## CONSIGNE ÉCRITE A:
Citez intégralement, sans la moindre modification, l'extrait ci-dessous consacré au soutien de l'Union européenne à l'Ukraine.

## EXTRAIT DE PAGE:
-=-=-=-=-

A l'occasion d'une réunion en Allemagne des sept puissances les plus riches de la planète, l'Union européenne a annoncé qu'elle allait porter son financement de l'effort militaire ukrainien "à 2 milliards d'euros au total" en ajoutant 500 millions d'euros.
La recette est "claire", a déclaré le chef de la diplomatie de l'UE Josep Borrell: il faut "plus de la même chose", à savoir plus de sanctions économiques contre la Russie, plus de soutien à Kiev, et aussi "continuer de travailler à isoler la Russie".
Sur le sujet des sanctions, les 27 membres de l'UE n'ont cependant toujours pas réussi à se mettre d'accord pour arrêter progressivement leurs achats de pétrole russe, la Hongrie, pays enclavé dépendant des hydrocarbures de Moscou, ayant jugé insuffisante une dérogation qu'elle avait obtenue.

-=-=-=-=-

## CONSIGNE ÉCRITE B:
Mettez à jour les entrées ci-dessous en remplaçant partout « Layout » par « Format », le reste demeurant identique.

## DONNÉES FOURNIES:
-=-=-=-=-

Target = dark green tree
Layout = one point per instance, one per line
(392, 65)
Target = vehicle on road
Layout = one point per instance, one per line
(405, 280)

-=-=-=-=-

## CORRIGÉ A:
A l'occasion d'une réunion en Allemagne des sept puissances les plus riches de la planète, l'Union européenne a annoncé qu'elle allait porter son financement de l'effort militaire ukrainien "à 2 milliards d'euros au total" en ajoutant 500 millions d'euros.
La recette est "claire", a déclaré le chef de la diplomatie de l'UE Josep Borrell: il faut "plus de la même chose", à savoir plus de sanctions économiques contre la Russie, plus de soutien à Kiev, et aussi "continuer de travailler à isoler la Russie".
Sur le sujet des sanctions, les 27 membres de l'UE n'ont cependant toujours pas réussi à se mettre d'accord pour arrêter progressivement leurs achats de pétrole russe, la Hongrie, pays enclavé dépendant des hydrocarbures de Moscou, ayant jugé insuffisante une dérogation qu'elle avait obtenue.

## CORRIGÉ B:
Target = dark green tree
Format = one point per instance, one per line
(392, 65)
Target = vehicle on road
Format = one point per instance, one per line
(405, 280)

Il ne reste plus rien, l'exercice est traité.